## Aim
Reproduce every line of the material below, requests included, scaling each pixel coordinate in the answers by 2.2 and rounding to whole numbers, with halves rounded up. Leave out the pictures.

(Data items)

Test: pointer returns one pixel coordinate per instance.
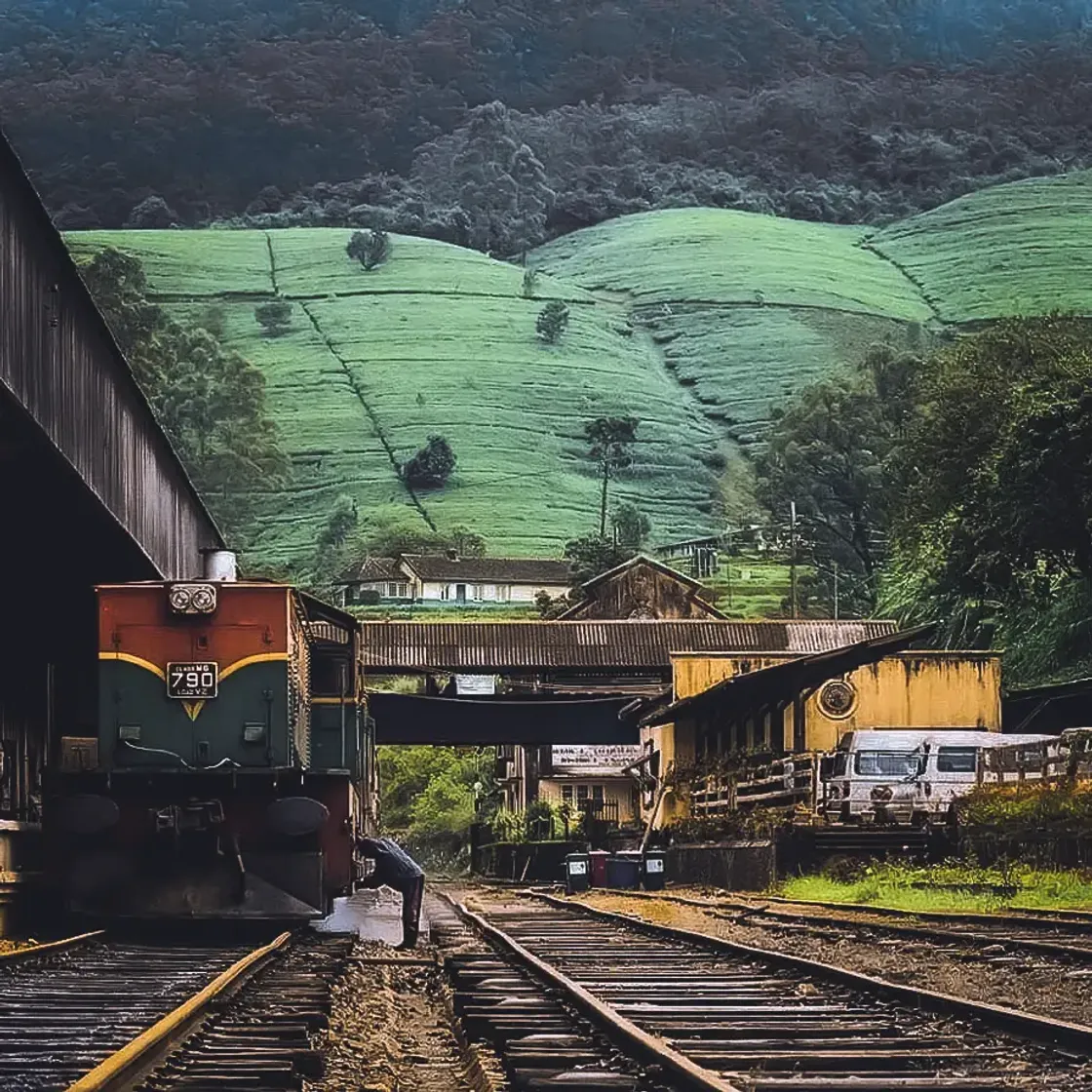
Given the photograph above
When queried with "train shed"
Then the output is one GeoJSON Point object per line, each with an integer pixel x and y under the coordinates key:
{"type": "Point", "coordinates": [91, 491]}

## Output for this exercise
Test: pointer returns one pixel coordinate per instance.
Given the photograph above
When queried with "train shed"
Then the output is one GeoJSON Point object per line, each with an integer pixel x and y under the coordinates key:
{"type": "Point", "coordinates": [200, 1080]}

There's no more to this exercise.